- _PROVIDED ENTRIES_
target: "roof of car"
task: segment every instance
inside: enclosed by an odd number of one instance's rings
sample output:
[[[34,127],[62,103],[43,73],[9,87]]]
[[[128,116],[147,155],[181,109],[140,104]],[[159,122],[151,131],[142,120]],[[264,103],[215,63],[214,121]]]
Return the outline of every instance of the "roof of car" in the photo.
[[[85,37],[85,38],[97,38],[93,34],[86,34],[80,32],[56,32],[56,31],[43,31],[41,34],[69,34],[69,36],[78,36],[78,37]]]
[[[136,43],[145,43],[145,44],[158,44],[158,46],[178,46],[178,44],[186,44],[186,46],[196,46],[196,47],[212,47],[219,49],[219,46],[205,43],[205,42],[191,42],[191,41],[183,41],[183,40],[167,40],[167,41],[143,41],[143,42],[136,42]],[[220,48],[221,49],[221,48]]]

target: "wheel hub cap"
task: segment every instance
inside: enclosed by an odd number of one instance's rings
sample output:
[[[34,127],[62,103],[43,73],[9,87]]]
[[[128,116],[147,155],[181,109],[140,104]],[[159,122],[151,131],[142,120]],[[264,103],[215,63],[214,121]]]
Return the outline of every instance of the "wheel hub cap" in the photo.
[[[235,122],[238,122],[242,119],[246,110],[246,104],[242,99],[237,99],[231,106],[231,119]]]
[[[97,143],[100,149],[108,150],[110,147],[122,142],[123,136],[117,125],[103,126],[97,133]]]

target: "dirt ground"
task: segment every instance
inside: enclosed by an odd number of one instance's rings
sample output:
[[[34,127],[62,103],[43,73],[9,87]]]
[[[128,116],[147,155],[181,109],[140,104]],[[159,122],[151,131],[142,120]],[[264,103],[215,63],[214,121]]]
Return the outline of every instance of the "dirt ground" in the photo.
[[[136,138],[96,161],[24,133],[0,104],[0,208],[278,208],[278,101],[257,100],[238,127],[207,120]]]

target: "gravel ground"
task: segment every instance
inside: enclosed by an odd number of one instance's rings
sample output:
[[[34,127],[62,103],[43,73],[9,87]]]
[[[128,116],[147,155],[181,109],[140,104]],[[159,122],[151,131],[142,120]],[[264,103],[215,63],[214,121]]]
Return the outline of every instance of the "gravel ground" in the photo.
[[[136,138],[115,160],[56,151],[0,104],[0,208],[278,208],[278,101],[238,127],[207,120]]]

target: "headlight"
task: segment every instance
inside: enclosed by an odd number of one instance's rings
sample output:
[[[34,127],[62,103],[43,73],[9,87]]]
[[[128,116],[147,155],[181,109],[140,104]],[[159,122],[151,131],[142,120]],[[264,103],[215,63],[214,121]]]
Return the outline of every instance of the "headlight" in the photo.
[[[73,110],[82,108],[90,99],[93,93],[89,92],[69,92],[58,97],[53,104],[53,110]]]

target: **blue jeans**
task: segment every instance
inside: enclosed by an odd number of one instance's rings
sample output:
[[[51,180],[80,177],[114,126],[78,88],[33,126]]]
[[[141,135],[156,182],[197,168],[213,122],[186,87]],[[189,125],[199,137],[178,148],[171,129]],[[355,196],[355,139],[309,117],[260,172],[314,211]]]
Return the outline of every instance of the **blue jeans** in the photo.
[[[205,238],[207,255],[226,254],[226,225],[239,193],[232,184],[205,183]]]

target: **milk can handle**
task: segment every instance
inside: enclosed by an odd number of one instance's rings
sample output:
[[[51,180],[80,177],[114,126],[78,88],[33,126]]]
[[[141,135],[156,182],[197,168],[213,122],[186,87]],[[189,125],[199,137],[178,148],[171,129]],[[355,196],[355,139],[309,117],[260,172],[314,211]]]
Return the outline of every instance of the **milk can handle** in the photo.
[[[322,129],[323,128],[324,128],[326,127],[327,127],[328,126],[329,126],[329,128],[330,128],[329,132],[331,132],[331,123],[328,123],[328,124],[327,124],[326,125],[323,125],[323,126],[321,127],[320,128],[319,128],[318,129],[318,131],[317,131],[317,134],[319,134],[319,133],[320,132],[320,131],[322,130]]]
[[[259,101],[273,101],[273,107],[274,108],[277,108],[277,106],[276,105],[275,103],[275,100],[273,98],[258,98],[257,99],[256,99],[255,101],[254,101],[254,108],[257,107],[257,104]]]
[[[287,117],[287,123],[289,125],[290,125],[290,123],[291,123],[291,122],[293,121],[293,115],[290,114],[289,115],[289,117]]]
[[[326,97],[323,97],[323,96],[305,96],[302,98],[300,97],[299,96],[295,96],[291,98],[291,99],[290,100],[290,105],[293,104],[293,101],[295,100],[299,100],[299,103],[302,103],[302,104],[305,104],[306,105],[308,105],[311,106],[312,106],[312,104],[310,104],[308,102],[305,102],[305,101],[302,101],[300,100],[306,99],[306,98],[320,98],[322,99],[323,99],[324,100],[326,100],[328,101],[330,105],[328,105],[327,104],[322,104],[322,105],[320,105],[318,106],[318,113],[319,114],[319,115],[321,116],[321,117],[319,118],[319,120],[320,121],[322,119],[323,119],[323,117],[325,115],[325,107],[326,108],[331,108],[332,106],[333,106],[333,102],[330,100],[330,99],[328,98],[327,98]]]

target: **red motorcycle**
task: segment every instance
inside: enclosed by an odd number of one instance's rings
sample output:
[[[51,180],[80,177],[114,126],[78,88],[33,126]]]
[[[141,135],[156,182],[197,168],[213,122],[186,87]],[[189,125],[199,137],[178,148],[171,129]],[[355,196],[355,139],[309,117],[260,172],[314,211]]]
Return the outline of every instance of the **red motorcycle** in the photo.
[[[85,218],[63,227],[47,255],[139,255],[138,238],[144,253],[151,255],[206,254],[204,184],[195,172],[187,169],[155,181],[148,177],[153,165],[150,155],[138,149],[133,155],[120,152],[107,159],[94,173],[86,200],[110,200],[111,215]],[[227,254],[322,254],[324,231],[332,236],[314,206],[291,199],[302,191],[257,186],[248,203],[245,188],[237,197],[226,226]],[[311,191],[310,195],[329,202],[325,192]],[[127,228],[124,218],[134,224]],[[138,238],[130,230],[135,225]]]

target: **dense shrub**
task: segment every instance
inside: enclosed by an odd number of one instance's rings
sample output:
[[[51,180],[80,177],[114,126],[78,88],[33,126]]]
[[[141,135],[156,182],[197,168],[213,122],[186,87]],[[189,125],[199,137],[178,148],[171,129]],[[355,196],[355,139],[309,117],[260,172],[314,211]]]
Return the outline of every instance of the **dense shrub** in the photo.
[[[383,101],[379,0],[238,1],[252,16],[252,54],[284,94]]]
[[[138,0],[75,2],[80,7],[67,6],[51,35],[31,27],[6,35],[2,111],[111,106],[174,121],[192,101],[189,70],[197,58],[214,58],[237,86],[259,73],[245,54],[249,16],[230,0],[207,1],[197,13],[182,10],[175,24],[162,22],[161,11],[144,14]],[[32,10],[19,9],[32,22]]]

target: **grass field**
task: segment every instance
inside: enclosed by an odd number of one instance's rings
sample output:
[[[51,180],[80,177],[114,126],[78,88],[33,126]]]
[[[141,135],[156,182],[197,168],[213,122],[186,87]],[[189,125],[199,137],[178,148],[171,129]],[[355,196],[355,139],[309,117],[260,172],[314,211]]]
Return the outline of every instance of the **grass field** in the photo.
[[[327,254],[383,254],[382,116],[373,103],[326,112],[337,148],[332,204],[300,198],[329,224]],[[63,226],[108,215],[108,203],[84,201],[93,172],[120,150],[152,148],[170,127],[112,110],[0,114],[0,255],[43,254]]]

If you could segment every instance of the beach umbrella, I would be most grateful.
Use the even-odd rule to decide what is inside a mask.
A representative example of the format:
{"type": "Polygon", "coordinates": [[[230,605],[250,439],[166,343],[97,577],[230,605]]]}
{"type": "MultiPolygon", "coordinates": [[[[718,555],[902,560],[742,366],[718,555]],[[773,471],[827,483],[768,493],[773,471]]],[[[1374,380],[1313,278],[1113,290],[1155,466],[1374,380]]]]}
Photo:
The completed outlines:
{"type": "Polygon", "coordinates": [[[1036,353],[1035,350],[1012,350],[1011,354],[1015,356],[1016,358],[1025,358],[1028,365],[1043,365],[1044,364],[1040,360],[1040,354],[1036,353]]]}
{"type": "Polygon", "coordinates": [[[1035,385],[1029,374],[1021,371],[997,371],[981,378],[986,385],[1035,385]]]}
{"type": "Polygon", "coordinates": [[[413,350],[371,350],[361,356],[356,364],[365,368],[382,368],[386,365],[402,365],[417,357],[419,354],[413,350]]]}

- _EXERCISE AIM_
Copy exactly, word for word, the line with "If you could" through the final line of the listing.

- _THE OUTPUT_
If you could segment every instance of the beach umbrella, I would be most grateful.
Use the even-odd rule to decide what is inside a mask.
A representative example of the format:
{"type": "Polygon", "coordinates": [[[230,605],[250,439],[166,343],[97,577],[230,605]]]}
{"type": "MultiPolygon", "coordinates": [[[[718,555],[902,560],[742,366],[718,555]],[[773,471],[827,483],[768,493],[773,471]]],[[[1374,380],[1313,278],[1113,290],[1155,466],[1374,380]]]]}
Photo:
The completed outlines:
{"type": "Polygon", "coordinates": [[[1036,353],[1035,350],[1012,350],[1011,354],[1015,356],[1016,358],[1025,358],[1028,365],[1043,365],[1044,364],[1040,360],[1040,354],[1036,353]]]}
{"type": "Polygon", "coordinates": [[[1035,385],[1029,374],[1021,371],[997,371],[981,378],[986,385],[1035,385]]]}
{"type": "Polygon", "coordinates": [[[413,350],[371,350],[361,356],[356,364],[365,368],[382,368],[386,365],[402,365],[417,357],[419,354],[413,350]]]}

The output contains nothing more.